== What is needed ==
From the line containing "Identify every weathered" to the very last line of the data below, transcribe everything exactly and nothing more.

BEGIN Input

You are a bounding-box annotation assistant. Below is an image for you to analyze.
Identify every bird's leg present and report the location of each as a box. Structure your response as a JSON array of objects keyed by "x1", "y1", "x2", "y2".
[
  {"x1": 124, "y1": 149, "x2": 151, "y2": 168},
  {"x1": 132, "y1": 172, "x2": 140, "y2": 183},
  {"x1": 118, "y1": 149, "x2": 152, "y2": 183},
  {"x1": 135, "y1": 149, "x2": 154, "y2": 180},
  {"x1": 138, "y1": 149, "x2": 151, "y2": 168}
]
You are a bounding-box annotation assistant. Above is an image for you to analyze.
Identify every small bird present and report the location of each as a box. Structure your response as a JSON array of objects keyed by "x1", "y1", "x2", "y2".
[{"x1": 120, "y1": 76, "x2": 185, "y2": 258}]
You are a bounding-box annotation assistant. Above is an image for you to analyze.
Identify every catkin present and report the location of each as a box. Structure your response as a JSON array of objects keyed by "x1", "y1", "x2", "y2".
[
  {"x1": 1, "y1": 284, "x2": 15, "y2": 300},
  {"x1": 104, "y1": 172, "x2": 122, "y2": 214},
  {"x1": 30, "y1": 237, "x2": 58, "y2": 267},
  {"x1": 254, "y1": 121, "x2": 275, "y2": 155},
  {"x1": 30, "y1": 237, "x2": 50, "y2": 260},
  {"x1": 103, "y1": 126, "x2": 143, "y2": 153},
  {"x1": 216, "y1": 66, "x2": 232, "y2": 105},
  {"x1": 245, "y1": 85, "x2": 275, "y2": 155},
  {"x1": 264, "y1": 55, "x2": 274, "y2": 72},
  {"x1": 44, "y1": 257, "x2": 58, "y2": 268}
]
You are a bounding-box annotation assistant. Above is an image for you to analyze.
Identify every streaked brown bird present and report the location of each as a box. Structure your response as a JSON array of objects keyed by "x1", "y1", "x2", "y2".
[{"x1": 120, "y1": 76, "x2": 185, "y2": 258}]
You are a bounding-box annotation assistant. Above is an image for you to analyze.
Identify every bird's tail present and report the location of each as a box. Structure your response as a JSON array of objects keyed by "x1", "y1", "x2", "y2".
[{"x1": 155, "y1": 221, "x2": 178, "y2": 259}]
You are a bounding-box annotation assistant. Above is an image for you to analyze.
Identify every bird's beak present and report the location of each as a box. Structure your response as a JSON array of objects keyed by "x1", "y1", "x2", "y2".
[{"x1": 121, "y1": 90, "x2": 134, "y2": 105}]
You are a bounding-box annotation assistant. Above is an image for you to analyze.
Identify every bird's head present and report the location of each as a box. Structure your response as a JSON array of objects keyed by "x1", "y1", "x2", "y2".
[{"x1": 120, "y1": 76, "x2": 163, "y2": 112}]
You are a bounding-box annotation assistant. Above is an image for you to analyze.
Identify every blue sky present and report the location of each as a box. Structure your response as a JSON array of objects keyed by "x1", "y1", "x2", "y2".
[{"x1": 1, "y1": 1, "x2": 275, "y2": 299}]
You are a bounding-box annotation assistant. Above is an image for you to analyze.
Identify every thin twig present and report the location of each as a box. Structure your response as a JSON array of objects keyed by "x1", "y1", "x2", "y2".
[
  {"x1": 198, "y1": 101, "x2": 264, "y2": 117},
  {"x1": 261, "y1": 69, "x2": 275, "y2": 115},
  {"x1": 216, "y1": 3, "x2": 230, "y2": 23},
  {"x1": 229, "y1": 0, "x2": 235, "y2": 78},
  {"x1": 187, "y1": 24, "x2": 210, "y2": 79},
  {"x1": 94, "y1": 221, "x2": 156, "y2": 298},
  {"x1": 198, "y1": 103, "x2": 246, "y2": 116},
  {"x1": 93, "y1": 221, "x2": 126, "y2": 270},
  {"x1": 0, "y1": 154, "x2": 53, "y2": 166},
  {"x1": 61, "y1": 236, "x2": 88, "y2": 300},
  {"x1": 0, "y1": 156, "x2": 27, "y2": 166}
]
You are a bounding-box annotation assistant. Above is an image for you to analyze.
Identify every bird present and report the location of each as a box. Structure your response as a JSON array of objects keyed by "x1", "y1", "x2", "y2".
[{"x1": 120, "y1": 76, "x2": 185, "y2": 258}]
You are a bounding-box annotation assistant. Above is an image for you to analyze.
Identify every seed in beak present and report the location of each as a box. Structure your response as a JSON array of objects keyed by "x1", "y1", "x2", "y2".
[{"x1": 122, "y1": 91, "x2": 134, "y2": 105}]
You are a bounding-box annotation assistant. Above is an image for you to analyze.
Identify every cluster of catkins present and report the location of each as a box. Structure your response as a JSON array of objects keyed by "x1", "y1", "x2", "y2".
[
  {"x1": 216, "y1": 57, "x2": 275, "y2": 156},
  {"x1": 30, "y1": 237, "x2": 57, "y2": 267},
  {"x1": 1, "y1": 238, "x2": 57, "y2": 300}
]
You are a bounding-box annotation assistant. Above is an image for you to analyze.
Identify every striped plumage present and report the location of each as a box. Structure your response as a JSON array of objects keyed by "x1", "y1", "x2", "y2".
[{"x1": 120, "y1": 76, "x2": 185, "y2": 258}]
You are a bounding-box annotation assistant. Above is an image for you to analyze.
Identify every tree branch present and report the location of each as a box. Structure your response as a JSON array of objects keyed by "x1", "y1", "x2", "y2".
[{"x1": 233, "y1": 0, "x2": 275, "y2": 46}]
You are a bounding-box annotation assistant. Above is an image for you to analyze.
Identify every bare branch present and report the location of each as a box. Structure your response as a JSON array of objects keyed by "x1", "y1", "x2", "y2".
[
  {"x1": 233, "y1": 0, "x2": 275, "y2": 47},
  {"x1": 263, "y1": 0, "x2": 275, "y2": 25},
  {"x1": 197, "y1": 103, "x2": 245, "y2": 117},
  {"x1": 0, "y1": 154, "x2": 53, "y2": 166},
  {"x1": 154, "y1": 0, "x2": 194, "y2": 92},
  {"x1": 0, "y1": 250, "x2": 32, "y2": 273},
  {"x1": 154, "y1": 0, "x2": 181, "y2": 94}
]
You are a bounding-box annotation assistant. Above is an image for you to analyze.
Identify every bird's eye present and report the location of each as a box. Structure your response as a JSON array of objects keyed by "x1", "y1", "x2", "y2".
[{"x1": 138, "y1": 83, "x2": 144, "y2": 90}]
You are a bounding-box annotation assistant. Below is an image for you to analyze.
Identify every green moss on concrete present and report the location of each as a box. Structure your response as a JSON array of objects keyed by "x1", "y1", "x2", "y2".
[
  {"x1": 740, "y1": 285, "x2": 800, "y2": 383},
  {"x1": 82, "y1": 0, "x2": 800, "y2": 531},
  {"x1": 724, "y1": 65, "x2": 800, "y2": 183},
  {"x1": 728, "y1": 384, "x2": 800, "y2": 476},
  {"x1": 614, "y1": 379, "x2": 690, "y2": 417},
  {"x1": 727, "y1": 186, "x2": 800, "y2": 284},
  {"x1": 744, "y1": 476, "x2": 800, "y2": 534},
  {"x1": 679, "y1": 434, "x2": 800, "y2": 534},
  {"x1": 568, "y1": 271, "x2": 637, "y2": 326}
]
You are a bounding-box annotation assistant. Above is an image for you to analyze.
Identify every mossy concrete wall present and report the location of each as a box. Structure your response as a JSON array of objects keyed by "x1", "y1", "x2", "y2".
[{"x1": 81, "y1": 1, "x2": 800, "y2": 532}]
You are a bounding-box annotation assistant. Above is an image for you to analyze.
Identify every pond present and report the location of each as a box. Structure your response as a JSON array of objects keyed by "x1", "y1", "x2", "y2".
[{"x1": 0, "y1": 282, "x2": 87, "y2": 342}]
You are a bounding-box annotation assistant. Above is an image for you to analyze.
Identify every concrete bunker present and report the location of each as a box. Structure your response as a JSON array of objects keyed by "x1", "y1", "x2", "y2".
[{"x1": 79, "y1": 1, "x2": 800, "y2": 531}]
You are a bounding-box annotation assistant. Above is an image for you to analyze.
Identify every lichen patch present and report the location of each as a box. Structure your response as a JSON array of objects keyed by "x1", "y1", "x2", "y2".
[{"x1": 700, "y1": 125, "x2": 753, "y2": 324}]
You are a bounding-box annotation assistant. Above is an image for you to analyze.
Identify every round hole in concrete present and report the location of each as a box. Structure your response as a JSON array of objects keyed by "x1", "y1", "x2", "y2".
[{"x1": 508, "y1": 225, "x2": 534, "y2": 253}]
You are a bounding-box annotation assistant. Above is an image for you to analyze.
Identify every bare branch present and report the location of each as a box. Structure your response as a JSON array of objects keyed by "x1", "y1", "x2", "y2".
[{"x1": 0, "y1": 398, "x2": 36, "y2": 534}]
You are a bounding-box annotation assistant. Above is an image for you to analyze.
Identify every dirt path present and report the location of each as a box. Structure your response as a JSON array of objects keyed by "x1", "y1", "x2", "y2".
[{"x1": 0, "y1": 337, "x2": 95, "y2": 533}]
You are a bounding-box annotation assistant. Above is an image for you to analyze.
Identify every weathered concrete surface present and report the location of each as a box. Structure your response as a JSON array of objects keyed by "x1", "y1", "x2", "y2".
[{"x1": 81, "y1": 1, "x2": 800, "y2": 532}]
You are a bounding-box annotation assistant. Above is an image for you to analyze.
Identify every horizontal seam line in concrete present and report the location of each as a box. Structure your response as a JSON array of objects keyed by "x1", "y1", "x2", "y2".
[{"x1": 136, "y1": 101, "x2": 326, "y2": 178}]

END Input

== Solution to this exercise ==
Identify every weathered concrete surface present and report the location of each as a box. Structure your response as a JSON array of objects keyed by "x1", "y1", "x2", "y2".
[{"x1": 81, "y1": 1, "x2": 800, "y2": 532}]
You are a bounding-box annotation assistant. Above is an image for you to analyze.
Identify every horizontal seam line in concrete present and report the location of each as a box. Structure your response as a JSON array of objects keyed by "x1", "y1", "x2", "y2".
[{"x1": 136, "y1": 101, "x2": 326, "y2": 178}]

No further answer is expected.